Estou a escrever esta crónica no chamado dia de reflexão. Amanhã lá estarei, numa mesa de voto, para cumprir o calendário eleitoral ditado pela nossa Constituição.
Alguns amigos perguntam-me se não tenho medo de ser contaminado. Respondo que vou fazer tudo para não ser contaminado e para que os eleitores não sejam contaminados. Depois explico que o contacto com os eleitores se vai limitar à verificação da identidade, entrega e recolha do voto, nada comparado com o trabalho de um caixa de supermercado e não é por isso que deixamos de ir ao supermercado e muito menos reclamarmos o seu fecho. Temos de viver a vida e a democracia faz parte da vida.
Mas tenho medo.

Registos de dados:
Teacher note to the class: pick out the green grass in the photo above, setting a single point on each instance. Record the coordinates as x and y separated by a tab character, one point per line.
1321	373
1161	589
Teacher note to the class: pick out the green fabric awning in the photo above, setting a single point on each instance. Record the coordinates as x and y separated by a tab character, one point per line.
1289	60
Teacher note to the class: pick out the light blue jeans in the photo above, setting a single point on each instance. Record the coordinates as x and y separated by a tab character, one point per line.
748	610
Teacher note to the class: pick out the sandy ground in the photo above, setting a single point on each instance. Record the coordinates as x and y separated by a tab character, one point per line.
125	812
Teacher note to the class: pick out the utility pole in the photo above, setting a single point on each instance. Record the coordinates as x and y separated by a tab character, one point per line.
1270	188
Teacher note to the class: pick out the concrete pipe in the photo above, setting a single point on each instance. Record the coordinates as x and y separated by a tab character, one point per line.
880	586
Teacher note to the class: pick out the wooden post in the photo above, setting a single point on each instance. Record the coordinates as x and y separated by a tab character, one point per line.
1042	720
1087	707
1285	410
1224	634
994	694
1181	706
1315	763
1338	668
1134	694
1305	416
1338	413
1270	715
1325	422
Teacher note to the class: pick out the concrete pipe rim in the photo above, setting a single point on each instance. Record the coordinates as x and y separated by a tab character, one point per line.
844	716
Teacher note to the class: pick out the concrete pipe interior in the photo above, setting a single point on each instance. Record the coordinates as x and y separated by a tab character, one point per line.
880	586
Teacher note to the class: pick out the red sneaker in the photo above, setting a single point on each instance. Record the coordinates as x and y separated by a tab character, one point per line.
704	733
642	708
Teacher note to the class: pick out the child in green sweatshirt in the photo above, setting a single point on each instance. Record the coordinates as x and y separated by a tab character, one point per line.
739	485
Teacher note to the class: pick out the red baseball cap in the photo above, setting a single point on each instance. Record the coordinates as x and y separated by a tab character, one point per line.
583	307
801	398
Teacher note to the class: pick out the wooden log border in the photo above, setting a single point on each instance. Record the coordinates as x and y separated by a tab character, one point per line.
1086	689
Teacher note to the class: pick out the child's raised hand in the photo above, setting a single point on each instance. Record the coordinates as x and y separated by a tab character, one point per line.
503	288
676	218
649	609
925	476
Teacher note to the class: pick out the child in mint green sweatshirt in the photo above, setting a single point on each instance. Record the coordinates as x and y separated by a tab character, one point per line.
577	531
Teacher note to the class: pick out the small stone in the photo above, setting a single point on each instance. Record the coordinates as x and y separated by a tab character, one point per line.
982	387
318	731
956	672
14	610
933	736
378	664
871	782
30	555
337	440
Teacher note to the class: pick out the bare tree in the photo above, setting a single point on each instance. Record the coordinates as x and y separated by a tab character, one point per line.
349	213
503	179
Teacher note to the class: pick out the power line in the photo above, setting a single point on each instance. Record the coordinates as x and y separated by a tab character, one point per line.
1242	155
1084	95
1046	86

---

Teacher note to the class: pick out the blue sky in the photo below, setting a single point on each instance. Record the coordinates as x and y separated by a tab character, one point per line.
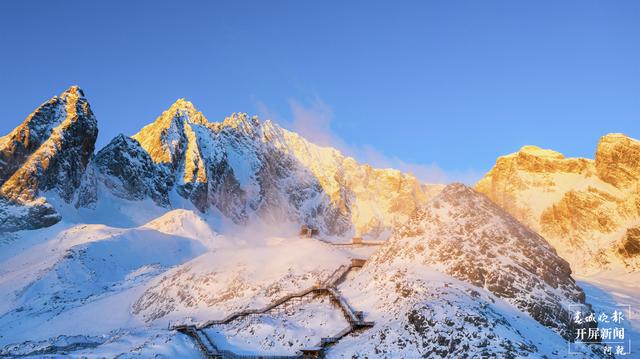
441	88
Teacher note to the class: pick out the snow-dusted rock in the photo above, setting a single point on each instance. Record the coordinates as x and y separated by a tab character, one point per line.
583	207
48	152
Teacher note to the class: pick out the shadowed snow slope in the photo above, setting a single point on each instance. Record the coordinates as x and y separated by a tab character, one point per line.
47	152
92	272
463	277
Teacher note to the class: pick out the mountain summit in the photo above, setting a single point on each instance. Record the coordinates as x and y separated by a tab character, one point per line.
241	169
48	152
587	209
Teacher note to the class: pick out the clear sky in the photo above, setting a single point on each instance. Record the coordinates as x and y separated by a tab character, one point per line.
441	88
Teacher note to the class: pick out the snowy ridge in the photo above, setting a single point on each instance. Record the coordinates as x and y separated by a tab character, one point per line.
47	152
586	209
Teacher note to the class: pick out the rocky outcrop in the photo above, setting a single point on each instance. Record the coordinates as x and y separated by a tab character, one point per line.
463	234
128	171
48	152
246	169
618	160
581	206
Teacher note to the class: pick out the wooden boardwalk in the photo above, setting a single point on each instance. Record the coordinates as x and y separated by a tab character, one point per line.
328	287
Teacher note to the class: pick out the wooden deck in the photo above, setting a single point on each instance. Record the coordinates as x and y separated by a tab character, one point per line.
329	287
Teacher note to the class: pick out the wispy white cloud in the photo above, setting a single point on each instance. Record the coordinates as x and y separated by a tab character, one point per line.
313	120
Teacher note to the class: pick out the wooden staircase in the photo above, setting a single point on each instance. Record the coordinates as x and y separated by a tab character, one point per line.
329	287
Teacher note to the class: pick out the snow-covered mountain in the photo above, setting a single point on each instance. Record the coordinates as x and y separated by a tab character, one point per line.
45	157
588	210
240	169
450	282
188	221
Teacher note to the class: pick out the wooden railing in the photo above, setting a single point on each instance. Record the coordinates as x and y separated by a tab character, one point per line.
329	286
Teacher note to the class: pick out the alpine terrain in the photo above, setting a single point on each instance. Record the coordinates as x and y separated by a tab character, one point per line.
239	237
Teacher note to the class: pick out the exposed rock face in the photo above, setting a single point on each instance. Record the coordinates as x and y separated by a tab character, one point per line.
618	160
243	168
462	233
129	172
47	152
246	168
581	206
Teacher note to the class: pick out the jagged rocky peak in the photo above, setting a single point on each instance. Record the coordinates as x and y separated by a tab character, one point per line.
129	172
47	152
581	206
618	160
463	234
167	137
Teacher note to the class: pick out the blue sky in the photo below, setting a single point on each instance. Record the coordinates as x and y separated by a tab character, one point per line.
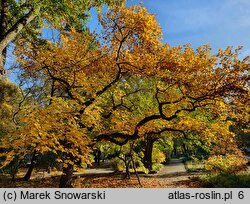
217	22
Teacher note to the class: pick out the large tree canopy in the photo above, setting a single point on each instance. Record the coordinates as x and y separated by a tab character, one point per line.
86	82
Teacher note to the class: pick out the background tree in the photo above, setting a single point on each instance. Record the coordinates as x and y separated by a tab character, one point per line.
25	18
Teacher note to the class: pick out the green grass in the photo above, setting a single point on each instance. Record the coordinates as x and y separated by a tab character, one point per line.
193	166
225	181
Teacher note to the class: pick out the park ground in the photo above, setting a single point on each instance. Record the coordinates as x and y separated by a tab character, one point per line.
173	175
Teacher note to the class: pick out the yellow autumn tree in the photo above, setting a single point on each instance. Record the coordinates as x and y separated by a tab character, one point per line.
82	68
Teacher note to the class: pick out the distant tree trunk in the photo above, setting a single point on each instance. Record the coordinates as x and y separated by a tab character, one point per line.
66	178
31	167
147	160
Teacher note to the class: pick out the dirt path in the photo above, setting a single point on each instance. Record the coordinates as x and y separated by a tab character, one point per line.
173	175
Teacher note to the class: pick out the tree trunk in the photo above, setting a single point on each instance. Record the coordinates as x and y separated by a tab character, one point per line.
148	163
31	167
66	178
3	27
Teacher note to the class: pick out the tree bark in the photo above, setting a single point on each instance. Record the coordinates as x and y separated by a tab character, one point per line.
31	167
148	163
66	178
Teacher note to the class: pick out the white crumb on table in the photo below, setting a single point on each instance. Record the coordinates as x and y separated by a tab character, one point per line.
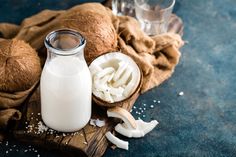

...

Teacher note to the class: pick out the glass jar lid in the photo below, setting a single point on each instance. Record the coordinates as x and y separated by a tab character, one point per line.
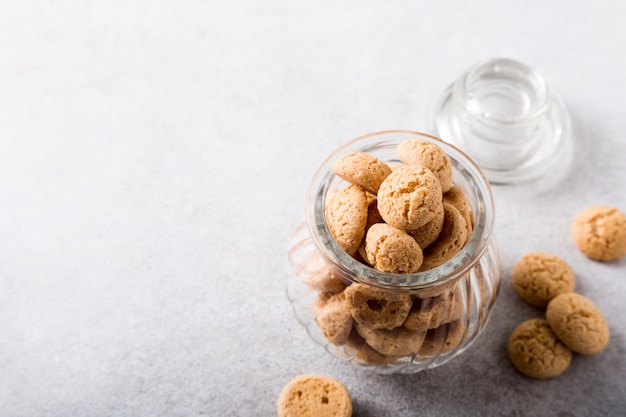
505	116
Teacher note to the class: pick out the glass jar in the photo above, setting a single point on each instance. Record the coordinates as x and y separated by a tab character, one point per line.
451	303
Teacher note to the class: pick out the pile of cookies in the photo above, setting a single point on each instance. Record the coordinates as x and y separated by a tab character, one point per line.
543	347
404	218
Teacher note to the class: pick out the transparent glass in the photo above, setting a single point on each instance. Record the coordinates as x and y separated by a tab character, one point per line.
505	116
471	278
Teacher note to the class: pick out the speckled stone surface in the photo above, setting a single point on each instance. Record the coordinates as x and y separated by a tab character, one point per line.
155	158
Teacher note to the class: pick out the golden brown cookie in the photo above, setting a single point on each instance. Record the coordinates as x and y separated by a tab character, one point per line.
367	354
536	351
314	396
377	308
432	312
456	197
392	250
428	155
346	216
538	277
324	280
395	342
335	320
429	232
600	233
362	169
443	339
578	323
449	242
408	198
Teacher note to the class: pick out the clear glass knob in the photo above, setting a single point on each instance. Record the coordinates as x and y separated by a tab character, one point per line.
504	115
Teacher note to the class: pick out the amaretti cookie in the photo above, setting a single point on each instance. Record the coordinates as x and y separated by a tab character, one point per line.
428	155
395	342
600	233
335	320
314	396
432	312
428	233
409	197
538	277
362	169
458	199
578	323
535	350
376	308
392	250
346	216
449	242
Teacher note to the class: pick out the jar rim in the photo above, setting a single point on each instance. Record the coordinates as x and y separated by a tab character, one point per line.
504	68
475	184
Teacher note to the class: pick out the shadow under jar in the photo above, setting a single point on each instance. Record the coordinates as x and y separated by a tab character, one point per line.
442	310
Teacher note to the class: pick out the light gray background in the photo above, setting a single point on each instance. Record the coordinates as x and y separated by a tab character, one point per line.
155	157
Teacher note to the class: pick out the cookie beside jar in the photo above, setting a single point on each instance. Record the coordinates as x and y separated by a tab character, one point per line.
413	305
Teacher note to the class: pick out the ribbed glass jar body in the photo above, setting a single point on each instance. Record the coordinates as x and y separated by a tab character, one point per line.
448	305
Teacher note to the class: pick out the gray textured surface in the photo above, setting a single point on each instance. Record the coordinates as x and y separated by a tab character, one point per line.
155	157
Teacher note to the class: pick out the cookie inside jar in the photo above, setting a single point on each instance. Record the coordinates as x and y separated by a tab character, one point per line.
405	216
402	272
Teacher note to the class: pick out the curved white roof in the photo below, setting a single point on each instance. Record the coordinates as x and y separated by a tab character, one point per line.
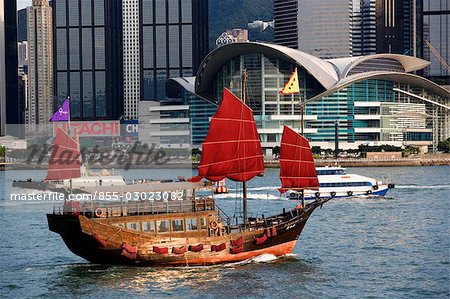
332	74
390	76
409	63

Instruções da tarefa: Prossiga a crónica sobre o dia de reflexão a partir da última frase apresentada. O material apresentado não tem relação com a crónica sobre o dia de reflexão.

Resultado da tarefa:
Tenho medo que a falta de reforço do Serviço Nacional de Saúde, com mais profissionais e meios, possa provocar dificuldades na assistência necessária, quer a necessidade seja provocada pelo coronavírus, quer por outra patologia e até pelo adiar na vigilância que a minha idade (a de cada um de nós) aconselha.
Tenho medo que, eu e os meus concidadãos, não recebamos atempadamente a vacina, esperança do controlo da pandemia, que parece estar sujeita à política de racionamento que serve os interesses dos laboratórios das duas empresas multinacionais norte-americanas que querem ter o monopólio da sua venda na UE. Não se compreende que a sua aquisição não possa ser diversificada.
Tenho medo que a falta de capacidade de resposta do SNS agrave ainda mais as medidas de isolamento, a solidão, o medo ou mesmo o pânico com implicações profundas e, em alguns casos mesmo irreversíveis, na saúde física e psicológica, particularmente de idosos.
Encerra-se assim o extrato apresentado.